EXPLORE THE MATERIAL
1. Using the Day 9 reflection on Mary Magdalene, answer these:
(a) Whom did Mary suppose Jesus to be?
(b) What did Mary say to Jesus in Aramaic, and what does the word mean?
(c) Which verse does the reflection cite for Jesus' words as the Good Shepherd?
2. Transcribe the Day 9 reflection on Mary Magdalene from "Not with an" to "of its Shepherd.".
3. Go on with the Day 9 reflection on Mary Magdalene, picking up after its last sentence.

[TEXT EXCERPT Boundary: Start]

Mary - Day 9
"But Mary stood weeping outside the tomb, and as she wept she stooped to look into the tomb. And she saw two angels in white, sitting where the body of Jesus had lain, one at the head and one at the feet. They said to her, “Woman, why are you weeping?” She said to them, “They have taken away my Lord, and I do not know where they have laid him.” Having said this, she turned around and saw Jesus standing, but she did not know that it was Jesus. Jesus said to her, “Woman, why are you weeping? Whom are you seeking?” Supposing him to be the gardener, she said to him, “Sir, if you have carried him away, tell me where you have laid him, and I will take him away.” Jesus said to her, “Mary.” She turned and said to him in Aramaic, “Rabboni!” (which means Teacher). Jesus said to her, “Do not cling to me, for I have not yet ascended to the Father; but go to my brothers and say to them, ‘I am ascending to my Father and your Father, to my God and your God.’” Mary Magdalene went and announced to the disciples, “I have seen the Lord”—and that he had said these things to her." - John 20:11-18
I have always found it bewildering that Mary Magdalene mistook Jesus to be the gardener. Why couldn’t she recognize him? In fact, the resurrection narratives contain much to be bewildered by. Rather than dispel this mystery (which is a part of worship, after all), let’s leave it alone and take a look at the way Jesus reveals himself to his grieving friend.
Not with an earthquake or a blinding light, but by the mere whisper of her name: “Mary.” That’s all, and her eyes were opened to see the Truth. Why her name? Why did that, above all things, reveal his identity? We would do well to think of Jesus’ words earlier in John, when, referring to himself as the Good Shepherd, Jesus said, “The sheep hear his voice, and he calls his own sheep by name and leads them out” (Jn 10:3). The scene before us is nothing less than Jesus calling a sheep by name, and that sheep recognizing both its own name and the voice of its Shepherd.

[TEXT EXCERPT Boundary: End]
[DATASET EXTRACT Boundary: Start]

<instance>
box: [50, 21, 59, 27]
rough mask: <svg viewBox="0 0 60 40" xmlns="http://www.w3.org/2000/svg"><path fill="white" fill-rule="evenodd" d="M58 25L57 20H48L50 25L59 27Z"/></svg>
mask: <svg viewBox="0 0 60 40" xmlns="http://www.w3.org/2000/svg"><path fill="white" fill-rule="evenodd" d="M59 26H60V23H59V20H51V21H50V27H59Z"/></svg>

[DATASET EXTRACT Boundary: End]

ANSWERS
1.
(a) The gardener.
(b) "Rabboni!", which means Teacher.
(c) John 10:3.

2.
Not with an earthquake or a blinding light, but by the mere whisper of her name: “Mary.” That’s all, and her eyes were opened to see the Truth. Why her name? Why did that, above all things, reveal his identity? We would do well to think of Jesus’ words earlier in John, when, referring to himself as the Good Shepherd, Jesus said, “The sheep hear his voice, and he calls his own sheep by name and leads them out” (Jn 10:3). The scene before us is nothing less than Jesus calling a sheep by name, and that sheep recognizing both its own name and the voice of its Shepherd.

3.
Jesus knows Mary in a way that even Mary doesn’t know Mary. And it is with this divine intimacy that he pronounces her name. And it is with that same divine intimacy that he calls our names, an intimacy that is entirely familiar with us: our conception and birth, our first sins and first steps, the deep wounds beneath our shallow words, the ugly sins behind our pretty masks, the fears and hopes we’ve held since childhood. But the thing that makes his calling irresistible is that, in spite of his familiarity with our sin and weakness, it is spoken in a tone of grace that bids us come as we are.
Mary knew there was only one person in the world who could speak to her like that – her Shepherd, her Teacher. She turns to him in complete shock and cries in her native language, “Rabboni!” And by his next words, it would seem that in her joy she couldn’t help but leap upon him in an embrace. His words may sound harsh, “Don’t cling to me,” but his reasoning is profound: “for I have not yet ascended to the Father.” Then she may cling to him, when he has ascended to the throne of God.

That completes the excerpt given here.